#### [WHAT TO DO]
Write what comes next in the checklist below on adopting a second dog, starting right after its final line.

#### [SELECTED EXTRACT]

+++

Thinking About Adopting a Second Dog?
To help you decide if adopting another dog is a good idea for your family, the Michigan Humane Society recommends that you consider the following:
About Your Current Dog:
- Does your dog have any behavior problems you wish he didn’t?
- Does your dog like other dogs?
- Has your dog ever lived with other dogs? If yes, were the dogs friends?
- How active is your dog?
- How old is your dog? Is he in good health?
- Is your dog needy/constantly seeking attention from you?
- Is your dog possessive (growls, snaps, bites to protect) of food/toys/family?
About the Potential New Dog:
- Has this dog lived with and gotten along with other dogs?
- How old is this dog?
- Is this dog active/calm/nervous/jumpy?
- Is this dog possessive of toys/food/attention?
- Is this dog pushy for attention?
- What is this dog’s sex? At what age was he/she neutered/spayed?
About Your Family:
- Are you prepared for double the expense (medical costs, food, etc.) and double the work (poop scooping, vacuuming, training, walking which sometimes must be done separately - etc.)?
- Do you want another dog for you…or for your dog?
- Does everyone in your home want another dog?
- Have you ever lived with more than one dog?
It’s a Good Match if:
- Both dogs are in approximately the same physical health
- Both dogs are spayed/neutered
- Both dogs show play behaviors like bows, chase games and toy sharing
- Both dogs will be able to settle down after a good play session
- Both dogs will have the same energy level/activity level
- Both dogs will have the same play style (running, light mouthing, rough wrestling, etc.)
- The dogs may lick each other’s lips
- The dogs trade submissive roll-overs during play one dog is on the bottom, then the other
It’s a Not-So-Good Match if:
- Either dog hides or tries to escape the other
- Either dog rushes up and is overly invasive of the other dog’s space
- Either dog shows aggression (snapping, growling, biting, etc.)

+++

#### [ENTRIES PROVIDED]
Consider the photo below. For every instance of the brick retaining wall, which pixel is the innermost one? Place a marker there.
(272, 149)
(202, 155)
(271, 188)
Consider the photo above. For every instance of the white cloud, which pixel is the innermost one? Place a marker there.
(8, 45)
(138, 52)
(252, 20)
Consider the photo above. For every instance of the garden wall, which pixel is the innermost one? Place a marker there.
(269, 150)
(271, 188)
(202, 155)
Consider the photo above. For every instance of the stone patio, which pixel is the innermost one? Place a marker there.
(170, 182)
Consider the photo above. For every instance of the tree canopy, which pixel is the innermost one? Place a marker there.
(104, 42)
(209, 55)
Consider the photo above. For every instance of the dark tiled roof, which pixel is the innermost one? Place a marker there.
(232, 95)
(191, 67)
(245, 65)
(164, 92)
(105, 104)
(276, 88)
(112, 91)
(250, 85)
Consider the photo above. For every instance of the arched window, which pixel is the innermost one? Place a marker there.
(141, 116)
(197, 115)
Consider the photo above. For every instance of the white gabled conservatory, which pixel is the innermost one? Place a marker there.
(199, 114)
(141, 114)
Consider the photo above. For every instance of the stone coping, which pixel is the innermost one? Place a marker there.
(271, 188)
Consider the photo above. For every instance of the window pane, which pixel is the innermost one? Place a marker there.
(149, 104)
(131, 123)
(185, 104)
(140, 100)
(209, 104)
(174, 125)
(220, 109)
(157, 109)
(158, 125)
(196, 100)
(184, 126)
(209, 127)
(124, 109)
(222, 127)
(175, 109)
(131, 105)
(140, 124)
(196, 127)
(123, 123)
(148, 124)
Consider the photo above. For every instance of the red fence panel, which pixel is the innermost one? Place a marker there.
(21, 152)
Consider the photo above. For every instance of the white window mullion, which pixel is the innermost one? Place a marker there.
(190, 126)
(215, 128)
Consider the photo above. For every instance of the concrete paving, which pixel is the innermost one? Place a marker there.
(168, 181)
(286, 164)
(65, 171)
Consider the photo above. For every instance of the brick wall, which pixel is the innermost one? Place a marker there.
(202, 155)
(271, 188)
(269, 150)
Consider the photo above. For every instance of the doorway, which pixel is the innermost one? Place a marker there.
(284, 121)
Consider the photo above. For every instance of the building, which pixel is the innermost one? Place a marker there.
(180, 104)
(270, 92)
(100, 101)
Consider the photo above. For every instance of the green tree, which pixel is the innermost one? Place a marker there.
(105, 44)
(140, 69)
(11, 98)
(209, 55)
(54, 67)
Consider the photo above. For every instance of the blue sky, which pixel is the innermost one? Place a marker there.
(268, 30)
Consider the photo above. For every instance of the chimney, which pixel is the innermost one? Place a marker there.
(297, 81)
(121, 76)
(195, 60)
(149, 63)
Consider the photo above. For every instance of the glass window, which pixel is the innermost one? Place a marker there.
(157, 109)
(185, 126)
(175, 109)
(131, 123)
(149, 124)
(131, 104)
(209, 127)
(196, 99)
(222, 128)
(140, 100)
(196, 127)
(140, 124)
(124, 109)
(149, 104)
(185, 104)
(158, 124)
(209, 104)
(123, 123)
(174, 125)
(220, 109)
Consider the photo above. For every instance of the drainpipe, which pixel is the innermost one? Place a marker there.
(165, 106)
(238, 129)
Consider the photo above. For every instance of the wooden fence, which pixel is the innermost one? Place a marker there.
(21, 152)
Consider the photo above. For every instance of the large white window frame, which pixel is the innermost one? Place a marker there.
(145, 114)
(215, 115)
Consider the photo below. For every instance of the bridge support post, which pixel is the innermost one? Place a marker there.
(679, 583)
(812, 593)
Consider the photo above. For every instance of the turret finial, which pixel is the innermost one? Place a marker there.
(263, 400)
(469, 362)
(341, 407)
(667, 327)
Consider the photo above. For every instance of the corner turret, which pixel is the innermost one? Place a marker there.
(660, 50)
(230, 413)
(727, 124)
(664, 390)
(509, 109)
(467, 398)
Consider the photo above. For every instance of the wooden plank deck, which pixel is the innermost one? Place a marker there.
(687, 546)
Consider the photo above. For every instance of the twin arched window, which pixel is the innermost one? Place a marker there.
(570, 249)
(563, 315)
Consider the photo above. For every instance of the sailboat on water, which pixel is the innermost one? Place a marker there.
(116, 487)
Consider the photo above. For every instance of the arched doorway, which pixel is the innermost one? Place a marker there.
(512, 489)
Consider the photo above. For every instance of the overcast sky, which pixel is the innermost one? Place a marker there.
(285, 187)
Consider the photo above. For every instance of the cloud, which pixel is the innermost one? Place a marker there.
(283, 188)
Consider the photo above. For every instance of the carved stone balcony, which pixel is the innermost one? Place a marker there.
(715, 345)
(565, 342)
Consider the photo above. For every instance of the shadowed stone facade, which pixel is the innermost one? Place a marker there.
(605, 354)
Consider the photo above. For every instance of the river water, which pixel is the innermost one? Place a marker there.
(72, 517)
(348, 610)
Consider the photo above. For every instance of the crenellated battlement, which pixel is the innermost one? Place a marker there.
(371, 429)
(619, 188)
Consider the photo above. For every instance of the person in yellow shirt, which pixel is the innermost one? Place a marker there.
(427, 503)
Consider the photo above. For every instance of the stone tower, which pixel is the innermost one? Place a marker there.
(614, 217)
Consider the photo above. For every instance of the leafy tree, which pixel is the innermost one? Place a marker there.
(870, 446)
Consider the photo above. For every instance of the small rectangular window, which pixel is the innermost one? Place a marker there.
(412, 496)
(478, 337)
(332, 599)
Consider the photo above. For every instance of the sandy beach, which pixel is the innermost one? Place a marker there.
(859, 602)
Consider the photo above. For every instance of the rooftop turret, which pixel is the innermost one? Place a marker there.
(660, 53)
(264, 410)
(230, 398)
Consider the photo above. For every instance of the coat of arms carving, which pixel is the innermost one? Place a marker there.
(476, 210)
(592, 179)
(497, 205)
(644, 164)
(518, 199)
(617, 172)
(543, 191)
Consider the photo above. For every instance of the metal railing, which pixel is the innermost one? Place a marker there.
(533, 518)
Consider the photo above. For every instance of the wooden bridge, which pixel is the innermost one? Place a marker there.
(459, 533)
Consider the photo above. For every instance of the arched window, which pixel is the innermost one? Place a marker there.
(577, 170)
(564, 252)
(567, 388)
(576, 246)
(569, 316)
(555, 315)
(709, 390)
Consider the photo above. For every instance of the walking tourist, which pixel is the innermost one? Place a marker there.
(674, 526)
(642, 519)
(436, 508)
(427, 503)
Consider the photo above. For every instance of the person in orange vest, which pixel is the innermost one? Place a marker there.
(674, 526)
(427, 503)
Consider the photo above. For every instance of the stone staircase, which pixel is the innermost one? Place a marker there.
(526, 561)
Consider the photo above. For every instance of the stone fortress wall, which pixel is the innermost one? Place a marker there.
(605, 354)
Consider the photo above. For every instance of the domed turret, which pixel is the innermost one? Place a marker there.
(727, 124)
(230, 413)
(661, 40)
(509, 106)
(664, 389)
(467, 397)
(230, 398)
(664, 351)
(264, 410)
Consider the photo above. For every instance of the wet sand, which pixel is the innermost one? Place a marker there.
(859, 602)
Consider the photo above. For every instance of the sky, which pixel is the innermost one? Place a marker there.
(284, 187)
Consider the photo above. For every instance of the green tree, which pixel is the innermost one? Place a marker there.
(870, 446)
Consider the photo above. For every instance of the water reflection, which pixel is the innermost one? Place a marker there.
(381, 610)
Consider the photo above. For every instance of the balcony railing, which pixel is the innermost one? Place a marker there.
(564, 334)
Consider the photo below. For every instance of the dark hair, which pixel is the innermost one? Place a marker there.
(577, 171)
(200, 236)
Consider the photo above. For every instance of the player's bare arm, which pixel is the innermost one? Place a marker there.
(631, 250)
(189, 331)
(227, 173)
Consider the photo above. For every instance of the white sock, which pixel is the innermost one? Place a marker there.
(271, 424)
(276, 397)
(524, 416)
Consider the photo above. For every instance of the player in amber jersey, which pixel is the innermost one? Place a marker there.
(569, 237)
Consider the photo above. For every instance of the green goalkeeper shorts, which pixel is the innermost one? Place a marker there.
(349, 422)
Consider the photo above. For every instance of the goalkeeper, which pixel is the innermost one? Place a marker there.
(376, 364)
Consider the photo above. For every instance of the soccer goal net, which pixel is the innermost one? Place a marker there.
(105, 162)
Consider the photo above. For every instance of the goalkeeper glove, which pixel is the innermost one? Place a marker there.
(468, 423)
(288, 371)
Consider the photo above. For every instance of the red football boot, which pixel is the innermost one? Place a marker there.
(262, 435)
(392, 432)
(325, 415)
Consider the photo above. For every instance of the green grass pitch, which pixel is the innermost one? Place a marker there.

+++

#### [RESULT OF THE TASK]
- Either dog uses an averted gaze (turns head and eyes away from the other) and does not attempt to play or meet
- One dog avoids the other
- One dog becomes jealous of the other
- One dog is bullied or intimidated by the other (one dog constantly being picked at or always on the bottom during every play sessions)
- One dog paws hard at the face and shoulders of the other, who doesn’t like it
- One dog plays too rough and makes the other squeal
Other Helpful Hints:
Some people believe that pairing spayed/neutered dogs of the opposite sex is one way to help ensure harmony between dogs. While this can work, there truly are no guarantees. It really boils down to each dog’s personality. For example, if your dog is “status seeking” you would want to find a companion dog who is not interested in ranking high in your family “pack” (a more submissive dog).
Sex can play a definite role in compatibility, especially if the animals are intact (not spayed/neutered). The longer a male dog is intact, the higher the level of testosterone in his system, and the more likely he is to assert himself which can lead to aggression. But, again, nothing is 100% certain. And female dogs who decide not to get along are more likely to cause damage to each other than males.
If you’ve decided that:
- You are ready and able to provide double the time, effort and finances
- Your dog doesn’t guard his belongings (including you!)
- Your dog is in good physical shape and can enjoy play time
- Your dog is well behaved and doesn’t have any bad habits he/she could teach a new dog
- Your dog isn’t overly pushy or demanding
- Your dog likes the company of other dogs
- Your family is in agreement that adding another dog is a good idea
Good for you! The Michigan Humane Society strongly urges you to bring your dog to the adoption center to meet the potential new dog you’ve selected before you adopt. Our trained adoption counselors can help you determine whether the two dogs may be compatible in your home.